==== Given passage ====

I and others have often written that many ‘critics’ of Israel who purport to be concerned with issues of human rights, fairness, racism and so on actually have a different agenda. We’ve claimed that they are more concerned with demonizing the Jewish state than helping its alleged ‘victims’.

Sometimes it’s not hard to show that ‘non-political’ human rights groups, for example, actually have a financial interest in bashing Israel. For example, there is the case of Human Rights Watch fund-raising in Saudi Arabia, or the huge sums donated to extremist non-governmental organizations in Israel by the European Union.

But what about the legions of anti-Israel academics who are always prepared to bash Israel in the vilest terms? They claim to be motivated by concern for human rights — but are they?

Now Fred Gottheil, a professor of Economics at the University of Illinois, has devised an empirical test to find out. Dr. Gottheil took the case of a petition addressed to President Obama after the Gaza war in December-January 2008-9:

[Dr. David C.] Lloyd’s petition was notable not only for its criticism of Israeli policy — that is standard fare among the set of academics who subscribe to a post-colonial view of the world — but rather for its demonizing of the Jewish state.

His technique was anything but novel. It associated Israel with pre-Mandela South Africa. Lloyd’s South African-linking brushstrokes were many and crude, citing “collective punishment,” “apartheid regime,” “racist regime,” “besieged Bantustans,” “crimes against humanity,” and “ethnocidal atrocities.” These were layered on his fact-distorting canvas like icing on a poisoned cake.

The petition was signed by nine hundred academics, mostly in the US. Gottheil decided to test their commitment to human rights:

But accepting as genuine the petitioners’ stated goal of seeking social justice in the Middle East, I thought it fitting to contact the signatories of the Lloyd petition to offer them yet another opportunity to express their commitment to social justice in the region, this time by endorsing a Statement of Concern regarding human rights abuses practiced against gays and lesbians and against women in general in many of the Middle Eastern countries, including the territories controlled by the Palestinian Authority. The idea was really uncomplicated: Since they expressed a concern about social injustice in Israel, they might also be willing to express their concern about human rights abuses practiced against women, gays, and lesbians in other parts of the Middle East.

The detailed material for this Statement of Concern was gathered from sources as widespread as U.N. agencies, survey research units, the High Commissioner for Human Rights, scholarly journals, and social justice-related NGOs such as Asylum-Law and Human Rights Watch.

The Statement provided evidence of both the practice and the condoning of the practice by religious, political, and even academic authorities of honor-killing, wife-beating, and female genital mutilations. Documentation was offered for specific countries, for specific practices, and referred to specific authorities condoning the practices identified.

====

[Set task 1]: In the passage about Fred Gottheil's test, how many academics signed the petition to President Obama?

==== The data ====

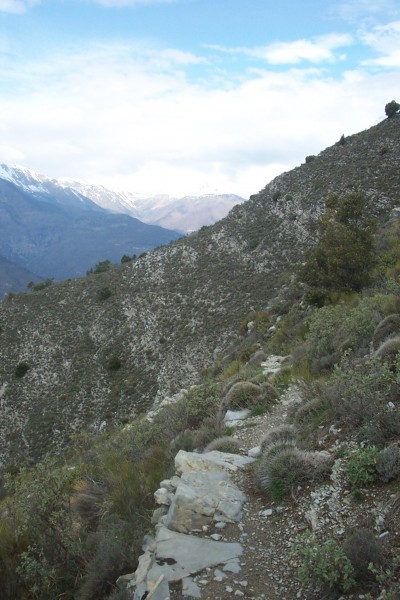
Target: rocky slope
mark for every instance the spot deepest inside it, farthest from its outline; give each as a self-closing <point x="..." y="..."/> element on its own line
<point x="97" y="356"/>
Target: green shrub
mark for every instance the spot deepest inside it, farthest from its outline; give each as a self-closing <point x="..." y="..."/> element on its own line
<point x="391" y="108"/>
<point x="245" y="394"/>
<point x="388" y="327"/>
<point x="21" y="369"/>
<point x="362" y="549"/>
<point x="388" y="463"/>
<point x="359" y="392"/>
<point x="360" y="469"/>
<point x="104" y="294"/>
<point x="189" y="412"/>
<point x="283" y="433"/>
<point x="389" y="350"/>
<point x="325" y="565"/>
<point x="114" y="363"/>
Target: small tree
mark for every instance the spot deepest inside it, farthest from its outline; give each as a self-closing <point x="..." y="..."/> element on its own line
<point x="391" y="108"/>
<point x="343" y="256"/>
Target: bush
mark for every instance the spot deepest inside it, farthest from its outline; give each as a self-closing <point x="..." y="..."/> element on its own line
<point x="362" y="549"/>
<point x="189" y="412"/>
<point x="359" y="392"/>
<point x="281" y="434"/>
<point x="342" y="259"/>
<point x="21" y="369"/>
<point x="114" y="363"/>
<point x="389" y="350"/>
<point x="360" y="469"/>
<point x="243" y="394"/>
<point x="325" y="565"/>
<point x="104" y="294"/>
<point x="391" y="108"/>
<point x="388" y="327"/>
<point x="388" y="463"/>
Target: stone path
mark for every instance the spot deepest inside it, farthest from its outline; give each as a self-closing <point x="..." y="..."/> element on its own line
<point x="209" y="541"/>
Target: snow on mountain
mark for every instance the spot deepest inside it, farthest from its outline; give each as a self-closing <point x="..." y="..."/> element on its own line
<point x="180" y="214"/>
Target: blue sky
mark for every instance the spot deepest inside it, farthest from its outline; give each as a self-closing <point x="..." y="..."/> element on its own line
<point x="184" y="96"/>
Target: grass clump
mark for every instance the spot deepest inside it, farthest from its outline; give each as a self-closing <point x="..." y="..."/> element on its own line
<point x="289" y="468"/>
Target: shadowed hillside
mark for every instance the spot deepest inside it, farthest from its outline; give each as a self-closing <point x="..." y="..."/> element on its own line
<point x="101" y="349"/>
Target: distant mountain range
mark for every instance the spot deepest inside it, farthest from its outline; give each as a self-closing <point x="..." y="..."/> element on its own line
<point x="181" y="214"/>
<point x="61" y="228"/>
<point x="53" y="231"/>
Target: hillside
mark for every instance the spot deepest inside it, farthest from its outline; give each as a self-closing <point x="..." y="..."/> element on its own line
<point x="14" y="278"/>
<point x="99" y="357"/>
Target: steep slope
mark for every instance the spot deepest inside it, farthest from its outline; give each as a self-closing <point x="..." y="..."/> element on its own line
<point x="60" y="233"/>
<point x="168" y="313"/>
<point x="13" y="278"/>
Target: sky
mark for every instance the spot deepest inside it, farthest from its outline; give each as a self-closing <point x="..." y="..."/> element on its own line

====
==== The data ====

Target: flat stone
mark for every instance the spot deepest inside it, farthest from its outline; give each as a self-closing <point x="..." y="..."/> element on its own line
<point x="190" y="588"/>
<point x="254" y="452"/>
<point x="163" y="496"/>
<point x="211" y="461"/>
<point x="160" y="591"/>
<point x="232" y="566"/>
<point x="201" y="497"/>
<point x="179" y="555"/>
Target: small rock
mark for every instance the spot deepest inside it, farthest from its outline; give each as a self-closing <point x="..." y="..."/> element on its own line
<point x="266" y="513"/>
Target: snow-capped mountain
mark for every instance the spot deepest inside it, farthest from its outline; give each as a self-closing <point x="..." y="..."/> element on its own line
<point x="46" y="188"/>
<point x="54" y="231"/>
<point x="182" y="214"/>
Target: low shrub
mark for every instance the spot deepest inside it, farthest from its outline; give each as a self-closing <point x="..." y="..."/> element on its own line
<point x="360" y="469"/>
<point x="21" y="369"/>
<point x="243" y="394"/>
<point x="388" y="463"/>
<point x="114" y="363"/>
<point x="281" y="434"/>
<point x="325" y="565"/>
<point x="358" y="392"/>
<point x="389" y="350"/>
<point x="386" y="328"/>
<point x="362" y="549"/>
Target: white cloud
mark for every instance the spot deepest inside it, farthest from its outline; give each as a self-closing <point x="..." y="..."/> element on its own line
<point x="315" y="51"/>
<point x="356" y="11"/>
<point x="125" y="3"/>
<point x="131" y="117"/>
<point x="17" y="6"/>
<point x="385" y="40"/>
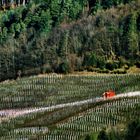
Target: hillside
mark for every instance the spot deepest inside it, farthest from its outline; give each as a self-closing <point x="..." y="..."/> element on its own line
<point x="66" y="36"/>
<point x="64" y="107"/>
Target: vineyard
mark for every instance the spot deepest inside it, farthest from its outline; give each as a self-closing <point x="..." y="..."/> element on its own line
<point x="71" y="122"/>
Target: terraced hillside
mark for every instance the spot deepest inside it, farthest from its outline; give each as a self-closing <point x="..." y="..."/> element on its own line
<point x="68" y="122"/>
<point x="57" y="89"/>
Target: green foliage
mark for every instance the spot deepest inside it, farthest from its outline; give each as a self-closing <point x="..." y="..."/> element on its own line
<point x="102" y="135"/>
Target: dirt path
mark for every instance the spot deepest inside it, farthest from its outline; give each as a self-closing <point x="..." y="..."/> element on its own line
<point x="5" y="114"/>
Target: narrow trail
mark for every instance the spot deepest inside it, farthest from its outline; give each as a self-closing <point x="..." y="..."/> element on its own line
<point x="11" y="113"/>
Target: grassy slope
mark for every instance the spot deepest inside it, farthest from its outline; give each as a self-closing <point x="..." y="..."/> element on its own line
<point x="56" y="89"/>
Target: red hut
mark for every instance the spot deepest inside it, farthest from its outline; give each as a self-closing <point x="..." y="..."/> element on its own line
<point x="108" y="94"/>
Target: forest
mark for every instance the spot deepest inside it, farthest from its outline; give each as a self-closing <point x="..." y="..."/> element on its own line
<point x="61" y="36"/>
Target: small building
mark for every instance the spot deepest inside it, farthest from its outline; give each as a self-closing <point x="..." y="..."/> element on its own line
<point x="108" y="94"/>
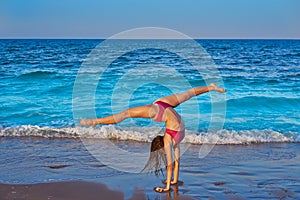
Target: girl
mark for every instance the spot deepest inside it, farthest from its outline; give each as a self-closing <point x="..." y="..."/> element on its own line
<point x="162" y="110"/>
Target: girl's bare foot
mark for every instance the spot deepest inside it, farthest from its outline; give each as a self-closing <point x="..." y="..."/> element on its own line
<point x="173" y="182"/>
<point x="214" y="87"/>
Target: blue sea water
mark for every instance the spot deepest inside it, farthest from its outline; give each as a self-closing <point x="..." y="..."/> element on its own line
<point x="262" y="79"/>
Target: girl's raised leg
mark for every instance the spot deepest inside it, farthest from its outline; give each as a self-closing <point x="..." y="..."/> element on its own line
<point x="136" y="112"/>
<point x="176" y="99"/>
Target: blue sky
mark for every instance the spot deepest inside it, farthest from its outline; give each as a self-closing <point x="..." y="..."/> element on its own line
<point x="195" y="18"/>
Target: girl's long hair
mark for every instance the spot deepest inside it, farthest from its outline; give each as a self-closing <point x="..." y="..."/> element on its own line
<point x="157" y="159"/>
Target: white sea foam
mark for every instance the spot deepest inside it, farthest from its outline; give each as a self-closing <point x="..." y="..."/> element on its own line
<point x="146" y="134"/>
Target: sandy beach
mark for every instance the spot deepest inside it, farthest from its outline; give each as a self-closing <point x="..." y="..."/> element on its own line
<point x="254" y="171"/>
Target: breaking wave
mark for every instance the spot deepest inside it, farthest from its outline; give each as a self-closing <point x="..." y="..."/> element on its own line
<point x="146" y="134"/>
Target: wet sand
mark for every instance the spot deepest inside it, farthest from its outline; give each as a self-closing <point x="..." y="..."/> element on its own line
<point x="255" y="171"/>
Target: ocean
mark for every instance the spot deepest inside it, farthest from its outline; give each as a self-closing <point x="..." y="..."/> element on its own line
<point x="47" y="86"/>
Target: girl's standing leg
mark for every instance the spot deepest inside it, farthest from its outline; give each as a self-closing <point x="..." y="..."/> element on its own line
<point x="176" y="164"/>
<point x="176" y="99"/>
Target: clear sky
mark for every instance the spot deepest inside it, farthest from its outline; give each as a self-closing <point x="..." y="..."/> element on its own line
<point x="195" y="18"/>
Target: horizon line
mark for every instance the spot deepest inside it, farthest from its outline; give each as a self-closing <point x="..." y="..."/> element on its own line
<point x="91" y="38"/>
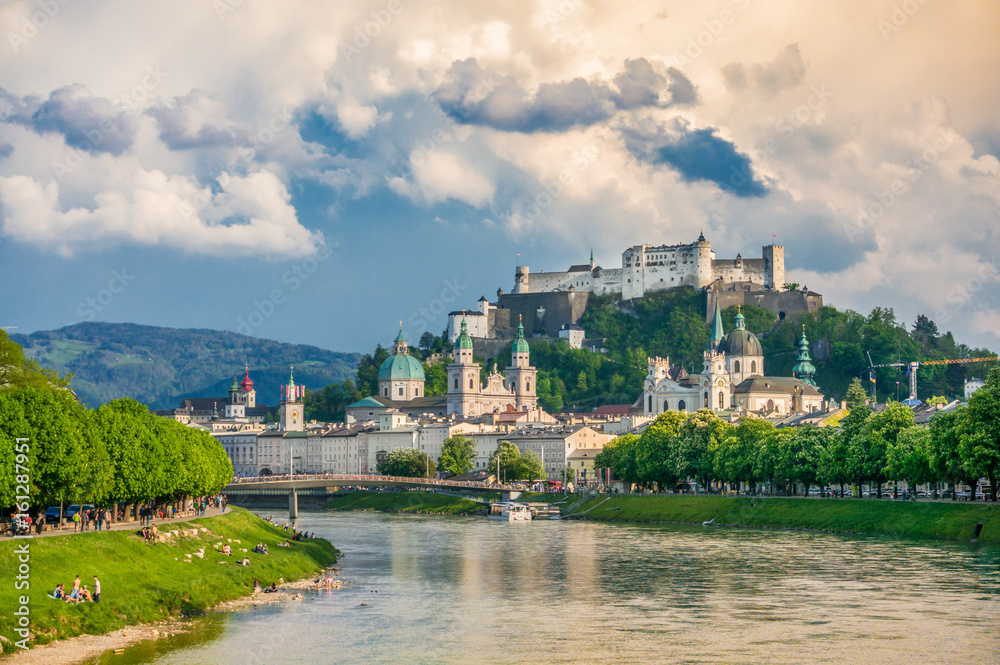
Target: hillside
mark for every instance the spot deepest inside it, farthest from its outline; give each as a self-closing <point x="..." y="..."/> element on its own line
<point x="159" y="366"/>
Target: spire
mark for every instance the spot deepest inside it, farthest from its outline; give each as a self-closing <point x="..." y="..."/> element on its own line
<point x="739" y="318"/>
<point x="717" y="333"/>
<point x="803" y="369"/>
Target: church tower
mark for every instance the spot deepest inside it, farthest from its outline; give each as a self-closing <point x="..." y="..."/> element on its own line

====
==== The data ====

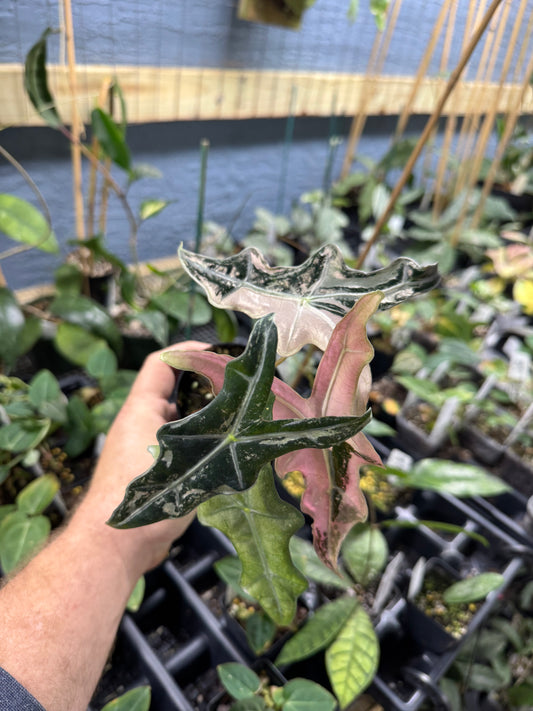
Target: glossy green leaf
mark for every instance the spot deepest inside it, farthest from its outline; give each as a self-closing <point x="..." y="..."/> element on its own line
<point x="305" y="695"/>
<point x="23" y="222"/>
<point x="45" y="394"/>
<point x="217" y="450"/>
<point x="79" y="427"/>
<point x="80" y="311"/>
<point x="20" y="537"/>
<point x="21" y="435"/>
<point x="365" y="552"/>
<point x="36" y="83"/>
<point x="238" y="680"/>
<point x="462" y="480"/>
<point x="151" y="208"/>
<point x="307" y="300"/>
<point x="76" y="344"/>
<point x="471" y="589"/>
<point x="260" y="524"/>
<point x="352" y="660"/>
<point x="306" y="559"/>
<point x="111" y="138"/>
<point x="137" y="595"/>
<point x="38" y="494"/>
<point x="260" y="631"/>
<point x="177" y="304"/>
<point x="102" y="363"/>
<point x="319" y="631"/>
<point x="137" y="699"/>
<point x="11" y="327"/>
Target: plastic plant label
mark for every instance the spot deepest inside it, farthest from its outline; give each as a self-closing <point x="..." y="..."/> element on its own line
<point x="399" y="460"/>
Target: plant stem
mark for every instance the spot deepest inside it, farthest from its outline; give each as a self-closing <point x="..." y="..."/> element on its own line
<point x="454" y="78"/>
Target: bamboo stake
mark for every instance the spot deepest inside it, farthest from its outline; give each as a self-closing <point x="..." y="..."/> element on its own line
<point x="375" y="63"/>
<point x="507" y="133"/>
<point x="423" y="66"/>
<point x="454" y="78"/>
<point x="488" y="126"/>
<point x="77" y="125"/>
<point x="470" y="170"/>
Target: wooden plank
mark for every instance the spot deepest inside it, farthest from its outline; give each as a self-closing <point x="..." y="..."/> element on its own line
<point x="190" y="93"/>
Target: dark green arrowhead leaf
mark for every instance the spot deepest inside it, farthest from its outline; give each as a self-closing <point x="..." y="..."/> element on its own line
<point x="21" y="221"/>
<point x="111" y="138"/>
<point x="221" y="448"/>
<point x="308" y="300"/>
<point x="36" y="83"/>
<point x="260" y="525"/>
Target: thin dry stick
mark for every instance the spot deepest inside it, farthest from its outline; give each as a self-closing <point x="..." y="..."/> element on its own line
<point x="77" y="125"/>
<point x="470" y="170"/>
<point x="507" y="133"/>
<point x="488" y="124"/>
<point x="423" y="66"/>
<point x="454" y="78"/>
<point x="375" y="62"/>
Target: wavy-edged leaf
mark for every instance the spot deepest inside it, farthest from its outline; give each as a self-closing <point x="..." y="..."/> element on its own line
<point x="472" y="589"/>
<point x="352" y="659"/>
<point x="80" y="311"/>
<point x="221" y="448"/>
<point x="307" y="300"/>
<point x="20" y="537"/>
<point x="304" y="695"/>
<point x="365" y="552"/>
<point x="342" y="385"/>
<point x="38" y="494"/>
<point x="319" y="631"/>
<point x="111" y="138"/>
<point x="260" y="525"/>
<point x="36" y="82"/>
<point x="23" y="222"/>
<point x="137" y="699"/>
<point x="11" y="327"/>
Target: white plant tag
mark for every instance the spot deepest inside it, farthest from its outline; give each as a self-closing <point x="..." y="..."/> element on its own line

====

[Set task 2]: Display every line of the records that contains the word "snow".

[Task result 1]: Nine hundred, mostly in the US.

[Task result 2]:
Target: snow on mountain
Target: snow-capped mountain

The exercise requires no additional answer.